Task goal:
Reproduce the material below line for line, without alteration, omitting the pictures from your answer.

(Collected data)
====================
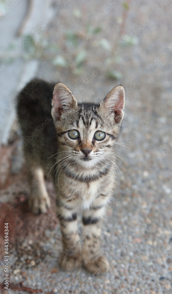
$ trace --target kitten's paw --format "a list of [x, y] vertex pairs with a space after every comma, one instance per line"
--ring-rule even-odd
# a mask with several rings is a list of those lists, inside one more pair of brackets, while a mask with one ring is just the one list
[[67, 255], [65, 257], [63, 257], [62, 259], [59, 259], [59, 263], [63, 270], [72, 270], [81, 266], [81, 256], [74, 257]]
[[88, 271], [96, 275], [107, 272], [109, 268], [107, 260], [104, 256], [99, 257], [96, 260], [84, 260], [84, 264]]
[[48, 194], [38, 196], [31, 195], [29, 198], [29, 206], [34, 213], [45, 213], [51, 206]]

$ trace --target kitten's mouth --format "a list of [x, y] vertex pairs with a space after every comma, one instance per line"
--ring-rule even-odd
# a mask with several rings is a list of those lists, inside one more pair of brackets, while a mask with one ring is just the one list
[[91, 158], [88, 158], [88, 157], [83, 157], [83, 158], [82, 158], [82, 159], [83, 159], [83, 160], [84, 160], [84, 161], [88, 161], [89, 160], [91, 160]]

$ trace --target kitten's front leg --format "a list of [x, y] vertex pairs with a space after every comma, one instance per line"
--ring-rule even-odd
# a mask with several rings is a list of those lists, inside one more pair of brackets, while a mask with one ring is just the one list
[[77, 215], [72, 201], [65, 204], [57, 201], [57, 215], [62, 234], [63, 250], [59, 257], [60, 266], [64, 270], [70, 270], [81, 265], [80, 239], [78, 233]]
[[106, 197], [100, 195], [95, 199], [89, 209], [84, 211], [82, 218], [86, 236], [82, 254], [84, 264], [88, 270], [96, 275], [107, 271], [109, 267], [106, 258], [101, 256], [99, 252], [100, 221], [106, 212]]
====================
Output below:
$ trace --target kitten's paw --format "a list of [x, y] vertex pairs with a space after every comma, one instance per line"
--ring-rule even-odd
# a mask with several rings is a list of those lists, inside one more pair of brackets, while a mask with one ring is just the one list
[[67, 255], [65, 257], [63, 257], [62, 259], [59, 259], [59, 263], [63, 270], [72, 270], [81, 266], [81, 256], [74, 257]]
[[88, 271], [96, 275], [107, 272], [109, 268], [107, 260], [104, 256], [99, 257], [96, 260], [84, 260], [84, 264]]
[[48, 194], [38, 196], [31, 195], [29, 198], [29, 206], [34, 213], [45, 213], [51, 206]]

$ trace --target kitten's mouth --format "a list of [x, y] vertex pairs with a space after every comma, one instance per line"
--ring-rule even-odd
# a mask with several rings is a list of those lists, inside one more pair of brackets, while a mask with one ring is just the one list
[[91, 158], [88, 158], [88, 157], [83, 157], [83, 158], [82, 158], [82, 159], [83, 159], [83, 160], [84, 160], [84, 161], [88, 161], [89, 160], [91, 160]]

$ trace --target kitten's front leg --format "a list of [x, y] vertex pairs with a space after every comma, one instance per line"
--ring-rule even-odd
# a mask with several rings is a list of those lists, inside one more pair of brackets, while a mask with one ring is just the one list
[[77, 215], [72, 201], [65, 204], [57, 201], [57, 215], [62, 234], [63, 250], [59, 257], [60, 266], [64, 270], [70, 270], [81, 265], [80, 239], [78, 233]]
[[106, 197], [100, 195], [95, 199], [89, 209], [84, 211], [82, 218], [86, 236], [82, 254], [84, 264], [88, 270], [96, 275], [107, 271], [109, 267], [106, 258], [101, 256], [99, 252], [100, 221], [106, 212]]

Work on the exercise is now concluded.